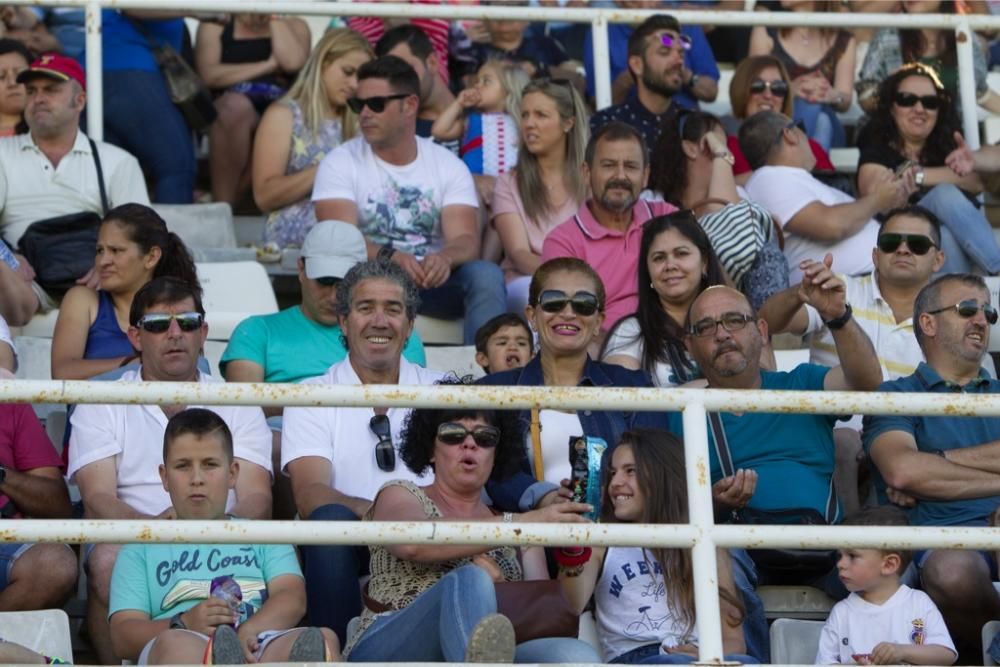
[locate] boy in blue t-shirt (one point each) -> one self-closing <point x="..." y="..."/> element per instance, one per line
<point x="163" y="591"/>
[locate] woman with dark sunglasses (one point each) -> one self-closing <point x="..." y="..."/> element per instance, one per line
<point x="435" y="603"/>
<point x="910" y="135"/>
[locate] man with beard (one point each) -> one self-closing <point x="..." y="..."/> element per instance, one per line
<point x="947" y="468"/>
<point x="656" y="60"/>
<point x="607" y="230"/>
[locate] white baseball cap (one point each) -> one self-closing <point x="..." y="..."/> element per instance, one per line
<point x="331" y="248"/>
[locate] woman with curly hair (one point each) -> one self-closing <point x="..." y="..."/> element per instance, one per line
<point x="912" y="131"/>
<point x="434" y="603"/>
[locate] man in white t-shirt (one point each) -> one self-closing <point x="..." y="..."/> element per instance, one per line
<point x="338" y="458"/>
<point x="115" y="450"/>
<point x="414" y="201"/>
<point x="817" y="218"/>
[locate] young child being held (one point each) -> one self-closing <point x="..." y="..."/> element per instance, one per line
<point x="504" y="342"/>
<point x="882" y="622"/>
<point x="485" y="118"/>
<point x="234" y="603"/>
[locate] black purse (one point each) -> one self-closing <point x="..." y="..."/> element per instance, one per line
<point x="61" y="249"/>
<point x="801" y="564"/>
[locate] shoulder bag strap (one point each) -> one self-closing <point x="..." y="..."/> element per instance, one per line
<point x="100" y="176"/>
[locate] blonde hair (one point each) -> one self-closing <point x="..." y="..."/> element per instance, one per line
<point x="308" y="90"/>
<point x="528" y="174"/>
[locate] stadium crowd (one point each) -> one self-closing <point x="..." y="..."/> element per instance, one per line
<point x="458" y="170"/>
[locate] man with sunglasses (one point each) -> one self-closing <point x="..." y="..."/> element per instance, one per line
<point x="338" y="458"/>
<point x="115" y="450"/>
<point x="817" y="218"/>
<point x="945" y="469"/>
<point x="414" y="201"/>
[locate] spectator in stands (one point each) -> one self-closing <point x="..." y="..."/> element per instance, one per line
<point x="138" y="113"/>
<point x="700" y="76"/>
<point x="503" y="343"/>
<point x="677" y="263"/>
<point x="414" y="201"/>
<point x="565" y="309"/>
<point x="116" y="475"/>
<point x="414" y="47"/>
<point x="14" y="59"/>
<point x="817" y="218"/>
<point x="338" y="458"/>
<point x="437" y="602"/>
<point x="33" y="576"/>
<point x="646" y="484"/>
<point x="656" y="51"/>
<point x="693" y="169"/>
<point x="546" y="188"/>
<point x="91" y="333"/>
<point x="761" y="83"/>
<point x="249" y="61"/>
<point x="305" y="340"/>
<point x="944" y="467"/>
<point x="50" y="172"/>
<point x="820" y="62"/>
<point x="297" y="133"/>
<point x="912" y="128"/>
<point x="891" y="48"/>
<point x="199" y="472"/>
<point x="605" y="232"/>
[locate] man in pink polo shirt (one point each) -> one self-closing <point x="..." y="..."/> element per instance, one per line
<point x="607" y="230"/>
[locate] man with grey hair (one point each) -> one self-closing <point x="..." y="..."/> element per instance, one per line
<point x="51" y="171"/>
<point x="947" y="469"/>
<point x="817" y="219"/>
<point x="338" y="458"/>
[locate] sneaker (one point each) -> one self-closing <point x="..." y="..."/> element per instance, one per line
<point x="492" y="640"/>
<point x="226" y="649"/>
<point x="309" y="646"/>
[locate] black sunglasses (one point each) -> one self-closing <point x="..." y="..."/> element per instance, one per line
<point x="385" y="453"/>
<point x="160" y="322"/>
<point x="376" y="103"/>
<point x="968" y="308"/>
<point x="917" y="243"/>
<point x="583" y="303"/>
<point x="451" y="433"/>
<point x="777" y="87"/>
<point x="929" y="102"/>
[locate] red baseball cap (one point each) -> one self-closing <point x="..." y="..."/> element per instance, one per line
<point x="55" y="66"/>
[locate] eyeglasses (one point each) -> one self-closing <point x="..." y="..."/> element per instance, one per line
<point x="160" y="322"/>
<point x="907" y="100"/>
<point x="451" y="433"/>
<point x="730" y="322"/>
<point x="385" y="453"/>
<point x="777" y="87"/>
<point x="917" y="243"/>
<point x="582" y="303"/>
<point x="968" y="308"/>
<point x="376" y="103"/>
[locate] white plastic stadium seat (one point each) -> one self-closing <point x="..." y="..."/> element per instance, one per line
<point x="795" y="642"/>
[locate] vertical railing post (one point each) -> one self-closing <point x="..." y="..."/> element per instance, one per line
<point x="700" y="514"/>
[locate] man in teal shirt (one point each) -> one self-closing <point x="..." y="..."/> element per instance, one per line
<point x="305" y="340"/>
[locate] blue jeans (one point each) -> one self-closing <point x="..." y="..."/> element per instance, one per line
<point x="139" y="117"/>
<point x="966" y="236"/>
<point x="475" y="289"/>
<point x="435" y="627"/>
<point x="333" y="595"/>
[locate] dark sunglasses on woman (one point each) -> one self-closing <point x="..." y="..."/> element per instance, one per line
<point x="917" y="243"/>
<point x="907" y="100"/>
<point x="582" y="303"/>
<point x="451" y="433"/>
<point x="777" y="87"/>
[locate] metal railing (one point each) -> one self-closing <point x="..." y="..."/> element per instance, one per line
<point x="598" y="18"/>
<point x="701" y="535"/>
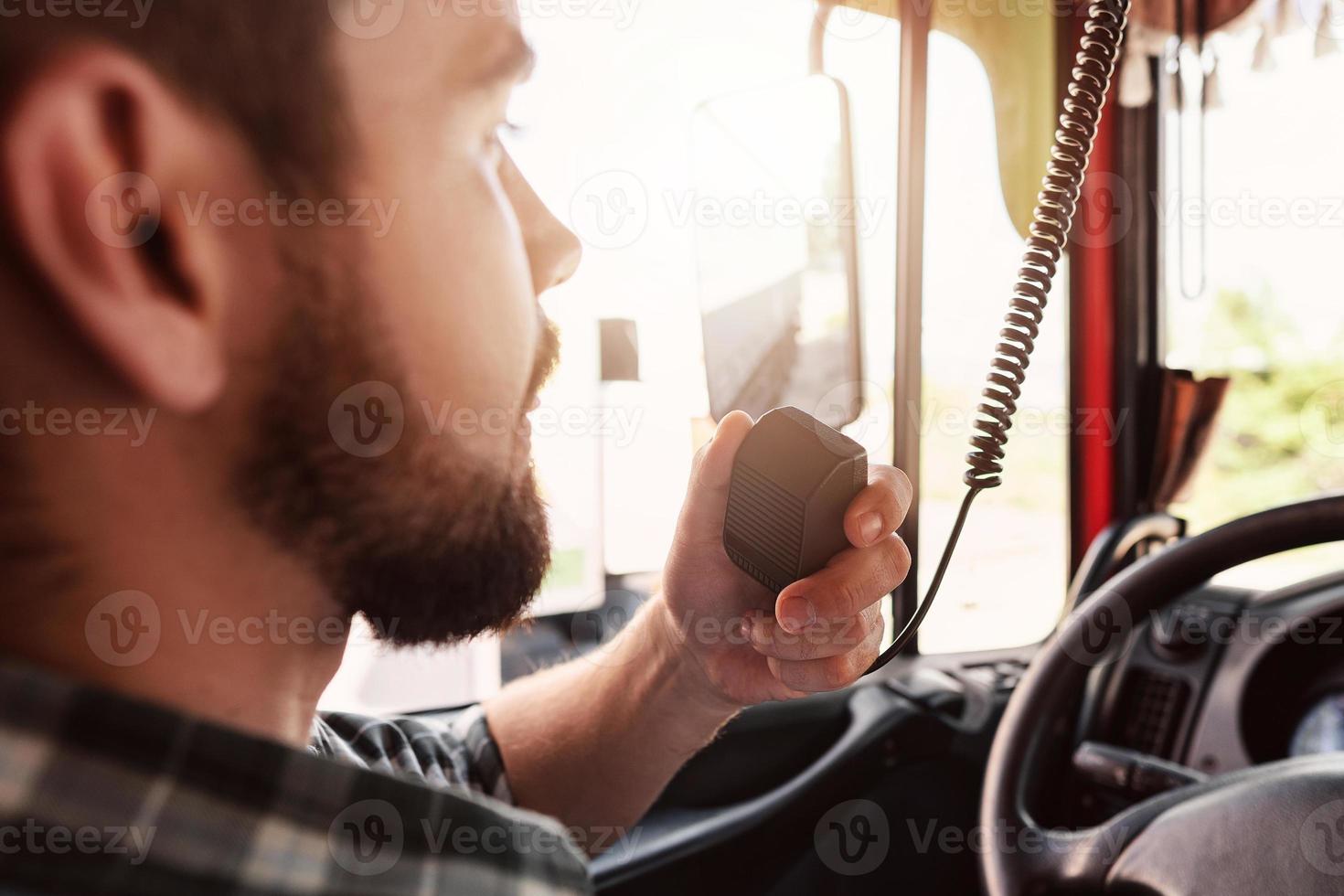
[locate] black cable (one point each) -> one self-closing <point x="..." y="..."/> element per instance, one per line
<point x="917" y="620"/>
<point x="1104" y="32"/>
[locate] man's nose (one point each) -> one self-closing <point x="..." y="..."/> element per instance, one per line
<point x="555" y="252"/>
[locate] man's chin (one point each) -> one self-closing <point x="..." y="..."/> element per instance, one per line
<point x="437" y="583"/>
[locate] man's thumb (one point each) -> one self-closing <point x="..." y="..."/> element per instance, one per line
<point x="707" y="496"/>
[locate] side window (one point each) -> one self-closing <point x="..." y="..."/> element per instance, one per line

------------

### Exercise prompt
Pictures are not part of the copy; reproduce exactly and only the lines from the line containing "[locate] metal railing" through the end of the listing.

### Finished exercise
[locate] metal railing (one point each) -> one self-closing <point x="..." y="..."/> element per instance, one per line
<point x="598" y="18"/>
<point x="701" y="535"/>
[locate] black cable (one point each) -> one self-closing <point x="..." y="..."/> element per instance, one per line
<point x="917" y="620"/>
<point x="1104" y="32"/>
[locate] man's nose (one point each) -> one self-closing <point x="..." y="..."/> element per instance, one per line
<point x="555" y="252"/>
[locate] man's chin (one point each) -> one self-closing <point x="..." y="..."/> element per instance, one per line
<point x="437" y="583"/>
[locate] man's thumb (one point each) -> one self-closing <point x="..." y="..."/> element per instance, one per line
<point x="707" y="496"/>
[locate] side window (one point each) -> one self-closing <point x="..." y="..."/> element per instance, one per line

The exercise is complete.